Document excerpt Start Marker
The paradox is not lost on Toronto funeral director Aaron Battle: someone who works with the dead helping to save a life.
Battle was on duty at Cardinal Funeral Homes' Bathurst Chapel just before Christmas when someone came running out of a visitation room asking the staff to call 911 for a person in medical distress.
Battle tells NEWSTALK 1010's Moore in the Morning it is not an uncommon request. People often pass out or collapse in the emotionally-charged atmosphere of a funeral home. But when Battle and a colleague entered the visitation room, he immediately knew that this was different.
"There was a man kind of lying between rows of chair and he was clearly fully unconscious. Myself and my work colleague Debbie, she and I just sort of moved the chairs out of the way and I checked to see if he was breathing, if there was a pulse. And there wasn't."
Battle says he moved the man into a recovery position hoping his condition would improve. It didn't. Battle soon understood the man needed CPR and started chest compressions.
He says another man in the room speaking with a 911 dispatcher on speaker phone was a big help.
"He was sort of counting (compressions) off to the operator and then we would stop and check. There was really no progress, but you just sort of have to keep focus and just go, go, go."
Things looked dire as the man was whisked away by paramedics but Battle was not sure what had become of him until he got a call at home a few days later.
Document excerpt End Marker
Provided records Start Marker
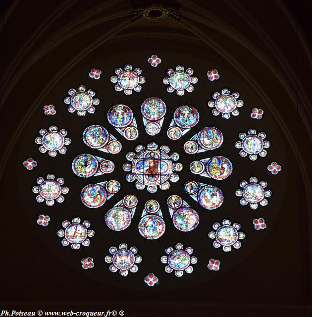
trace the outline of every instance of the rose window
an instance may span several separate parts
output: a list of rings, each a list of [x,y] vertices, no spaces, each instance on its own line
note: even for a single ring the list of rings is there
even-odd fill
[[[227,76],[225,70],[220,69],[220,77],[213,65],[210,68],[213,71],[207,72],[207,69],[202,72],[204,76],[196,70],[199,77],[202,76],[198,90],[194,90],[198,81],[193,76],[194,71],[181,65],[167,69],[167,77],[162,79],[160,74],[166,71],[161,71],[162,67],[169,61],[165,54],[161,56],[161,61],[155,55],[148,59],[149,63],[145,59],[146,67],[142,64],[142,69],[133,68],[129,64],[123,68],[115,68],[115,75],[110,77],[114,90],[111,87],[107,89],[109,75],[107,80],[104,66],[102,70],[91,68],[84,79],[96,85],[99,98],[95,98],[95,90],[80,85],[77,90],[69,89],[63,101],[68,105],[68,111],[77,112],[83,117],[87,112],[95,112],[101,99],[104,102],[96,107],[97,115],[78,119],[63,109],[60,122],[43,124],[42,126],[50,126],[49,129],[35,127],[39,135],[35,135],[33,140],[40,145],[33,142],[33,146],[49,156],[40,155],[36,148],[38,157],[25,153],[21,162],[26,167],[23,167],[23,171],[30,171],[28,175],[42,169],[49,170],[43,175],[51,173],[50,169],[56,174],[57,169],[60,170],[57,174],[62,177],[50,173],[45,178],[40,175],[33,178],[37,184],[32,187],[36,194],[32,196],[33,203],[46,203],[36,207],[55,205],[47,208],[52,210],[50,214],[47,211],[38,211],[34,221],[40,230],[46,231],[55,223],[61,223],[62,228],[58,227],[54,232],[54,236],[57,232],[61,238],[63,246],[78,250],[81,246],[89,246],[92,241],[92,246],[87,248],[88,253],[79,254],[73,265],[85,273],[87,271],[86,274],[100,271],[97,270],[101,265],[106,265],[99,274],[103,280],[110,273],[119,272],[122,276],[136,273],[132,277],[120,279],[122,282],[116,280],[116,283],[137,279],[143,286],[156,285],[158,288],[172,287],[172,279],[166,273],[174,272],[177,277],[184,275],[182,279],[192,283],[192,276],[184,273],[198,270],[197,274],[192,275],[206,278],[211,271],[217,275],[219,271],[229,269],[231,261],[237,264],[241,258],[246,257],[245,253],[252,248],[253,235],[266,234],[273,222],[269,208],[275,202],[269,206],[268,198],[272,191],[275,193],[276,186],[271,177],[283,177],[286,174],[279,172],[281,165],[283,170],[285,166],[283,158],[278,155],[279,149],[275,153],[270,152],[269,156],[267,149],[271,142],[265,133],[257,132],[269,130],[264,124],[268,114],[262,120],[253,120],[261,118],[259,116],[263,113],[261,109],[255,108],[255,105],[269,112],[264,105],[256,103],[247,108],[247,100],[244,105],[237,91],[228,88],[214,91],[219,89],[219,83],[225,87],[223,81]],[[142,95],[142,85],[146,81],[147,90]],[[166,91],[162,82],[167,85]],[[214,88],[209,85],[214,85]],[[132,94],[133,91],[138,93]],[[169,93],[175,91],[178,96]],[[193,93],[185,94],[185,91]],[[121,91],[124,94],[118,93]],[[205,100],[199,97],[203,94]],[[206,103],[209,96],[212,100],[208,106],[211,111]],[[49,114],[54,114],[57,103],[47,101],[46,104],[48,102],[55,106],[50,105],[53,109],[45,111],[53,110]],[[255,109],[257,115],[251,118],[251,111],[256,113]],[[62,111],[57,109],[56,115],[47,117],[41,108],[40,113],[45,120],[54,121]],[[240,114],[236,120],[223,120]],[[243,124],[246,118],[250,122]],[[251,122],[259,125],[257,130],[250,128]],[[57,126],[61,126],[62,128],[59,129]],[[71,139],[67,137],[67,131]],[[241,132],[244,131],[247,132]],[[52,158],[57,152],[66,155]],[[40,156],[43,157],[42,161]],[[247,156],[249,160],[244,158]],[[259,157],[262,158],[255,161]],[[29,158],[25,160],[26,158]],[[33,169],[37,162],[38,167]],[[260,179],[268,180],[272,191],[267,188],[266,181],[258,181],[251,177],[255,170]],[[249,180],[241,180],[244,179]],[[64,196],[68,193],[65,201]],[[64,203],[54,204],[55,201]],[[250,211],[248,208],[245,210],[247,205],[252,210]],[[78,215],[73,218],[73,211]],[[81,220],[83,215],[88,220]],[[229,218],[239,222],[232,223]],[[215,222],[218,219],[223,220]],[[244,232],[240,230],[241,223]],[[209,232],[211,227],[213,231]],[[265,230],[259,232],[260,229]],[[207,238],[208,232],[212,243]],[[248,239],[242,243],[246,236]],[[54,238],[57,241],[57,237]],[[121,241],[136,246],[128,248]],[[184,248],[177,243],[179,241],[192,247]],[[119,246],[111,246],[114,245]],[[81,249],[78,252],[85,248]],[[226,254],[233,249],[236,250],[232,253],[234,257],[237,254],[237,258]],[[159,253],[164,250],[164,255]],[[105,254],[105,250],[109,254]],[[143,258],[143,264],[139,265]],[[201,265],[194,265],[198,262]],[[139,270],[139,267],[142,269]],[[200,271],[203,267],[205,271]],[[111,274],[111,278],[117,278],[116,275]],[[177,284],[174,287],[179,286]]]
Provided records End Marker
Prompt 1:
Answer these questions using the story about the funeral director:
(a) At which chapel was Battle on duty when this happened?
(b) What is the name of the colleague who moved the chairs with Battle?
(c) How and when did Battle hear about what had become of the man?
Prompt 2: Quote the story about the funeral director word for word, from "He says another" up to and including "few days later.".

Solution 1:
(a) Cardinal Funeral Homes' Bathurst Chapel
(b) Debbie
(c) He got a call at home a few days later.

Solution 2:
He says another man in the room speaking with a 911 dispatcher on speaker phone was a big help.
"He was sort of counting (compressions) off to the operator and then we would stop and check. There was really no progress, but you just sort of have to keep focus and just go, go, go."
Things looked dire as the man was whisked away by paramedics but Battle was not sure what had become of him until he got a call at home a few days later.